─── Study material ───

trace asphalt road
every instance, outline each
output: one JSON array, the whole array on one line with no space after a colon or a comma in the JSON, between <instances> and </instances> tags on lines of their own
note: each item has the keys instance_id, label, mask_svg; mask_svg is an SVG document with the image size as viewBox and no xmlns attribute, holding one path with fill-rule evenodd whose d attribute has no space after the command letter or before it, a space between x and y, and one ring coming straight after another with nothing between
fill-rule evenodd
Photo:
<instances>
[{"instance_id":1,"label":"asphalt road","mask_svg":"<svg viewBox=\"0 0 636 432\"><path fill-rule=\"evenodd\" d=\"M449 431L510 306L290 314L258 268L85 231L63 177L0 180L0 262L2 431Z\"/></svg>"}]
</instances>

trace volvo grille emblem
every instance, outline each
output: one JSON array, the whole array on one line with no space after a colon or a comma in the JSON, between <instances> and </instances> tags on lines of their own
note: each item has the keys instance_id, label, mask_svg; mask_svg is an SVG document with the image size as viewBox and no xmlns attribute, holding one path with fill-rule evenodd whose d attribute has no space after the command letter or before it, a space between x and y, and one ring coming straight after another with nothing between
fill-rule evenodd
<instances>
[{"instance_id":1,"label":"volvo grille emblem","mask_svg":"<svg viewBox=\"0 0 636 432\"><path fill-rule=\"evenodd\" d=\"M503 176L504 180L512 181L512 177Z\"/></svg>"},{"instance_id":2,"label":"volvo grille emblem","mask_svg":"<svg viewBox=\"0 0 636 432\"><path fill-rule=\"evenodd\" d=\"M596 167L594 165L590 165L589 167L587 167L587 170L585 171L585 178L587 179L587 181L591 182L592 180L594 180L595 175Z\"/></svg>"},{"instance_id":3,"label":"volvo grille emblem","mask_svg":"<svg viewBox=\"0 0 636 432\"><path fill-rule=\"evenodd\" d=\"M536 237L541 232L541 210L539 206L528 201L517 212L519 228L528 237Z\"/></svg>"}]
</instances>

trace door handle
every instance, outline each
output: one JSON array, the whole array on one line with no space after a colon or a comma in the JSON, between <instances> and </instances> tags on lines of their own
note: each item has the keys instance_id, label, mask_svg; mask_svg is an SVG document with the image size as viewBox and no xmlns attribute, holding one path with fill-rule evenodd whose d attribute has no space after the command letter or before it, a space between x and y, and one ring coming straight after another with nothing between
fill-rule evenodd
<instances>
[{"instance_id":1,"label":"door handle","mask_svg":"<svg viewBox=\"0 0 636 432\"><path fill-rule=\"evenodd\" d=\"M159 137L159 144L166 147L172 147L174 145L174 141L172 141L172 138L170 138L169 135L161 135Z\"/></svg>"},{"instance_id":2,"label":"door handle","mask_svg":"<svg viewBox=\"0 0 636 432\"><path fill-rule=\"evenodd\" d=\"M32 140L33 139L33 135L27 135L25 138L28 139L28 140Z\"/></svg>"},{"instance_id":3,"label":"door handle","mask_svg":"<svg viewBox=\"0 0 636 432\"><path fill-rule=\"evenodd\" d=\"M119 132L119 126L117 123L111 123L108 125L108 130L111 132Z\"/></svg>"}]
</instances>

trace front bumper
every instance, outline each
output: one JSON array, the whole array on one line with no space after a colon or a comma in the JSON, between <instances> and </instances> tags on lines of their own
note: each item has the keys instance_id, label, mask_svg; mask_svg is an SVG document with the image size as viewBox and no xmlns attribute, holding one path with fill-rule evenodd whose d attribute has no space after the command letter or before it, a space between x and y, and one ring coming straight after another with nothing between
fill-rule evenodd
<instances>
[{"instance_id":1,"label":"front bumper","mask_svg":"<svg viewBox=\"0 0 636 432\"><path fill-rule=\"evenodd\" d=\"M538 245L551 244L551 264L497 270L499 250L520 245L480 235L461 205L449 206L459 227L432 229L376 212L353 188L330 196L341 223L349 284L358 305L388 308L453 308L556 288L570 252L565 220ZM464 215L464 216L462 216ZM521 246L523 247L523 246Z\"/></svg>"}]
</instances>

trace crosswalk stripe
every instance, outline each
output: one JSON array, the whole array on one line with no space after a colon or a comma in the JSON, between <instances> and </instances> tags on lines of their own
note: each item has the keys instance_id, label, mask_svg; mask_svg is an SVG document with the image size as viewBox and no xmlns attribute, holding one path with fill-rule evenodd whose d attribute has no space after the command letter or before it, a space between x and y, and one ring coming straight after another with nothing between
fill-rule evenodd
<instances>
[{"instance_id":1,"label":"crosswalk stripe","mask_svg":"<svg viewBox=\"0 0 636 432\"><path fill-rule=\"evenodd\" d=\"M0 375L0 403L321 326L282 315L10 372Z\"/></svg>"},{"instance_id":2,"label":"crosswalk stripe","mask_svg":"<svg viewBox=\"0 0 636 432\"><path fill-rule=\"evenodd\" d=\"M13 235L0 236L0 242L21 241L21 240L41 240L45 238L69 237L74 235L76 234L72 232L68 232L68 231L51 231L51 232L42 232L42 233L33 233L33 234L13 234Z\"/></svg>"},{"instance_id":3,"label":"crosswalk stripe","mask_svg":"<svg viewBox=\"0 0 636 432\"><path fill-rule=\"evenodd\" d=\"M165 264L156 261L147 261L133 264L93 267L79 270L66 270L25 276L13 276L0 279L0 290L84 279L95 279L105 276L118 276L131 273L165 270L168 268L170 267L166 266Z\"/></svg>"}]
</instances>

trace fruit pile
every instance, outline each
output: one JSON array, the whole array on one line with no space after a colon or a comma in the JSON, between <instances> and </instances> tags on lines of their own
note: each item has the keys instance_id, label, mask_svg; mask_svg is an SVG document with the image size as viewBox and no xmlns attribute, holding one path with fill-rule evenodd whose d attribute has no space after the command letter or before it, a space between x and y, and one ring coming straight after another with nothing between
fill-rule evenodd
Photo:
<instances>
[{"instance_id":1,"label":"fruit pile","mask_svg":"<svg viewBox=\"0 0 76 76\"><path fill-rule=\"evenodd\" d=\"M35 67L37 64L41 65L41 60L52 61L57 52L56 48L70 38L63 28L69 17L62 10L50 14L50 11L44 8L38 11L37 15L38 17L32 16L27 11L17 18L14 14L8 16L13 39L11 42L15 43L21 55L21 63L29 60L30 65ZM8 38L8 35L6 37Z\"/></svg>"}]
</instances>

───

Each entry above is to be transcribed word for word.

trace asphalt road
every instance, outline each
output: one JSON array, the whole array on one line with no space after a colon or a comma in the JSON, between <instances> and </instances> tags on lines of their own
note: each item has the keys instance_id, label, mask_svg; mask_svg is an SVG document with the image size as viewBox and no xmlns attribute, holding one path with fill-rule evenodd whose d attribute has no space after the command letter or before it, a space between x and y, and one ring coming straight after another with nothing between
fill-rule evenodd
Photo:
<instances>
[{"instance_id":1,"label":"asphalt road","mask_svg":"<svg viewBox=\"0 0 636 432\"><path fill-rule=\"evenodd\" d=\"M449 431L510 306L290 314L258 268L85 231L63 177L0 180L0 262L2 431Z\"/></svg>"}]
</instances>

trace volvo grille emblem
every instance, outline each
output: one JSON array, the whole array on one line with no space after a colon or a comma in the JSON, between <instances> and </instances> tags on lines of their own
note: each item has the keys instance_id, label, mask_svg; mask_svg is an SVG document with the image size as viewBox and no xmlns attribute, holding one path with fill-rule evenodd whose d attribute has no space after the command letter or before it, a space between x and y, and one ring coming straight after another with nothing between
fill-rule evenodd
<instances>
[{"instance_id":1,"label":"volvo grille emblem","mask_svg":"<svg viewBox=\"0 0 636 432\"><path fill-rule=\"evenodd\" d=\"M503 176L504 180L512 181L512 177Z\"/></svg>"},{"instance_id":2,"label":"volvo grille emblem","mask_svg":"<svg viewBox=\"0 0 636 432\"><path fill-rule=\"evenodd\" d=\"M596 167L594 165L590 165L589 167L587 167L587 170L585 171L585 178L587 179L587 181L591 182L592 180L594 180L595 175Z\"/></svg>"},{"instance_id":3,"label":"volvo grille emblem","mask_svg":"<svg viewBox=\"0 0 636 432\"><path fill-rule=\"evenodd\" d=\"M536 237L541 232L541 210L539 206L528 201L517 212L519 228L528 237Z\"/></svg>"}]
</instances>

trace door handle
every instance, outline each
output: one JSON array, the whole array on one line with no space after a colon or a comma in the JSON, between <instances> and </instances> tags on lines of their own
note: each item has the keys instance_id, label, mask_svg; mask_svg is an SVG document with the image size as viewBox and no xmlns attribute, holding one path with fill-rule evenodd whose d attribute has no space after the command letter or before it, a space between x and y, and one ring coming straight after another with nothing between
fill-rule evenodd
<instances>
[{"instance_id":1,"label":"door handle","mask_svg":"<svg viewBox=\"0 0 636 432\"><path fill-rule=\"evenodd\" d=\"M159 137L159 144L166 147L172 147L174 145L174 141L172 141L172 138L170 138L169 135L161 135Z\"/></svg>"},{"instance_id":2,"label":"door handle","mask_svg":"<svg viewBox=\"0 0 636 432\"><path fill-rule=\"evenodd\" d=\"M32 140L33 139L33 135L27 135L25 138L28 139L28 140Z\"/></svg>"},{"instance_id":3,"label":"door handle","mask_svg":"<svg viewBox=\"0 0 636 432\"><path fill-rule=\"evenodd\" d=\"M119 132L119 126L117 123L111 123L108 125L108 130L111 132Z\"/></svg>"}]
</instances>

trace front bumper
every instance, outline each
output: one JSON array, the whole array on one line with no space after a colon or a comma in the JSON, between <instances> and </instances> tags on lines of their own
note: each item has the keys instance_id, label, mask_svg; mask_svg is an SVG document with the image size as viewBox and no xmlns attribute, holding one path with fill-rule evenodd whose d attribute has no space after the command letter or before it, a space between x and y, and one ring coming straight after another with nothing between
fill-rule evenodd
<instances>
[{"instance_id":1,"label":"front bumper","mask_svg":"<svg viewBox=\"0 0 636 432\"><path fill-rule=\"evenodd\" d=\"M538 245L551 244L551 264L497 270L499 250L520 245L480 235L461 205L449 206L459 227L432 229L376 212L353 188L330 196L341 223L349 284L358 305L388 308L453 308L556 288L570 252L565 220ZM464 215L464 216L462 216ZM521 246L523 247L523 246Z\"/></svg>"}]
</instances>

trace crosswalk stripe
every instance, outline each
output: one JSON array, the whole array on one line with no space after a colon or a comma in the JSON, between <instances> and </instances> tags on lines of their own
note: each item has the keys instance_id, label, mask_svg; mask_svg is an SVG document with the image size as viewBox and no xmlns attribute, holding one path with fill-rule evenodd whose d attribute has no space after the command letter or before it, a space between x and y, and one ring coming straight after another with nothing between
fill-rule evenodd
<instances>
[{"instance_id":1,"label":"crosswalk stripe","mask_svg":"<svg viewBox=\"0 0 636 432\"><path fill-rule=\"evenodd\" d=\"M0 375L0 403L321 326L282 315L10 372Z\"/></svg>"},{"instance_id":2,"label":"crosswalk stripe","mask_svg":"<svg viewBox=\"0 0 636 432\"><path fill-rule=\"evenodd\" d=\"M13 235L0 236L0 242L21 241L21 240L41 240L45 238L69 237L74 235L76 234L72 232L68 232L68 231L51 231L51 232L42 232L42 233L33 233L33 234L13 234Z\"/></svg>"},{"instance_id":3,"label":"crosswalk stripe","mask_svg":"<svg viewBox=\"0 0 636 432\"><path fill-rule=\"evenodd\" d=\"M165 264L156 261L147 261L133 264L93 267L79 270L66 270L25 276L13 276L0 279L0 290L84 279L95 279L105 276L118 276L131 273L165 270L168 268L170 267L166 266Z\"/></svg>"}]
</instances>

trace fruit pile
every instance, outline each
output: one JSON array, the whole array on one line with no space after a colon or a comma in the JSON, between <instances> and </instances> tags on lines of their own
note: each item has the keys instance_id, label, mask_svg; mask_svg is an SVG document with the image size as viewBox and no xmlns attribute, holding one path with fill-rule evenodd whose d attribute has no space after the command letter or before it, a space between x and y, and one ring coming straight after another with nothing between
fill-rule evenodd
Photo:
<instances>
[{"instance_id":1,"label":"fruit pile","mask_svg":"<svg viewBox=\"0 0 76 76\"><path fill-rule=\"evenodd\" d=\"M35 67L37 64L41 65L41 60L52 61L57 52L56 48L70 38L63 28L69 17L62 10L50 14L50 11L44 8L38 11L37 15L38 17L32 16L27 11L17 18L14 14L8 16L13 39L11 42L15 43L21 55L21 63L29 60L30 65ZM8 38L8 35L6 37Z\"/></svg>"}]
</instances>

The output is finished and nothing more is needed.